» **To do**: Reproduce the material from the line containing "[detect] medal ribbon" through the line containing "top-left (538, 325), bottom-right (606, 395)", substituting "gold shorts" for "yellow shorts" and leaving everything else unchanged.

» **Provided records**:
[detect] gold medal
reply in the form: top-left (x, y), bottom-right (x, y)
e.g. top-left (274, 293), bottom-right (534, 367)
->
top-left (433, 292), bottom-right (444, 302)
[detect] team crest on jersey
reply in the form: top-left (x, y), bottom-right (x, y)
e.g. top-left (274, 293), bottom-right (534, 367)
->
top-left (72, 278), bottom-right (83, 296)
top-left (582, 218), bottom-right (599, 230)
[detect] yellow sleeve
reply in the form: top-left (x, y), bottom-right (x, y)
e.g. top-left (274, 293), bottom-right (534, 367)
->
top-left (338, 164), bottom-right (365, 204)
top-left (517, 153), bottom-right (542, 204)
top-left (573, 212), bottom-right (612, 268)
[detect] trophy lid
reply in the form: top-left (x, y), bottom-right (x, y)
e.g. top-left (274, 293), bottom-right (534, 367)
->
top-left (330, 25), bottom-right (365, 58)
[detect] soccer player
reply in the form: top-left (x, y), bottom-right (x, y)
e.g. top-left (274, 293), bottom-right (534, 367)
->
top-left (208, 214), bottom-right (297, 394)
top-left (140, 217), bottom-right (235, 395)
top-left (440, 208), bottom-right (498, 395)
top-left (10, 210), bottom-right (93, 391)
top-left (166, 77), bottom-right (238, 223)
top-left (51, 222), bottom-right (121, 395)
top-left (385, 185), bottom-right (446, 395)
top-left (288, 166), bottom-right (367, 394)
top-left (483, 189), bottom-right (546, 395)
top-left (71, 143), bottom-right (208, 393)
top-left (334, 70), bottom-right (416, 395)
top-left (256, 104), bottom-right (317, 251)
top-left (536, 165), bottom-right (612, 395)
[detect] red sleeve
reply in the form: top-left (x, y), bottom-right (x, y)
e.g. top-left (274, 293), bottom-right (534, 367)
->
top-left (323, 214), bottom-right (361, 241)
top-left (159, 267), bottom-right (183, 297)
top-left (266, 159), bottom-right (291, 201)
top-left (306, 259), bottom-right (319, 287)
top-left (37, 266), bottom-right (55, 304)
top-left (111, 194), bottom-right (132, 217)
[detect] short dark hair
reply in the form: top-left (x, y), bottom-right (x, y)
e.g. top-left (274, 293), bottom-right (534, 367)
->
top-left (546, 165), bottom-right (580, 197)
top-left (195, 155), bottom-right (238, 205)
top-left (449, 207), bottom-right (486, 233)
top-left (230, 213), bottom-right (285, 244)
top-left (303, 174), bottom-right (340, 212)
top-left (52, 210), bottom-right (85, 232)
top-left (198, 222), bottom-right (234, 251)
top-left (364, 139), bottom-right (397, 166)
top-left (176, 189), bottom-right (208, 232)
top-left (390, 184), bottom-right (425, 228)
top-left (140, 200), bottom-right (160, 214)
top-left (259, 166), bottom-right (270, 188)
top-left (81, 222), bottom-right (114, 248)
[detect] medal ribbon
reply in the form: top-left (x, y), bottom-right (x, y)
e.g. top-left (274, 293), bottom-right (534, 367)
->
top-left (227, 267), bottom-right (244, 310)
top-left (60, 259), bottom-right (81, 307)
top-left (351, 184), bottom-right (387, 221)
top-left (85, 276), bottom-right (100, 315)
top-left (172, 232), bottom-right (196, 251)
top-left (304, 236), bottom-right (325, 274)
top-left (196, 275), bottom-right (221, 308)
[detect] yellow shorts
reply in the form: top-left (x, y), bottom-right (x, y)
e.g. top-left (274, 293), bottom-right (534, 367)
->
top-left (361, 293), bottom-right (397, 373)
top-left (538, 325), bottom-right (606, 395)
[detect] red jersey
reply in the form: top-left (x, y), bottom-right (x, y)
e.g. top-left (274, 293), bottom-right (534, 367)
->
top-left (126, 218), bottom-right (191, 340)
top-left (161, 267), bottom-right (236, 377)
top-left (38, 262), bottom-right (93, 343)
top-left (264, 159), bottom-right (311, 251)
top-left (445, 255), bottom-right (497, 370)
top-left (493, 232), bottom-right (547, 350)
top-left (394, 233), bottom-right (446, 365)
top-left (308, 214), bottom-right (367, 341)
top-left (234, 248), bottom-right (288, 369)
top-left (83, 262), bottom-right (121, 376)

» **Final result**:
[detect] medal ribbon
reply in the form: top-left (x, y), bottom-right (x, y)
e.g. top-left (274, 293), bottom-right (534, 367)
->
top-left (227, 267), bottom-right (244, 310)
top-left (60, 259), bottom-right (81, 307)
top-left (351, 184), bottom-right (387, 221)
top-left (85, 276), bottom-right (100, 315)
top-left (172, 232), bottom-right (196, 251)
top-left (304, 236), bottom-right (325, 274)
top-left (196, 275), bottom-right (221, 308)
[detect] gold shorts
reply in the form: top-left (x, y), bottom-right (x, y)
e.g. top-left (274, 293), bottom-right (534, 367)
->
top-left (361, 293), bottom-right (397, 373)
top-left (538, 325), bottom-right (606, 395)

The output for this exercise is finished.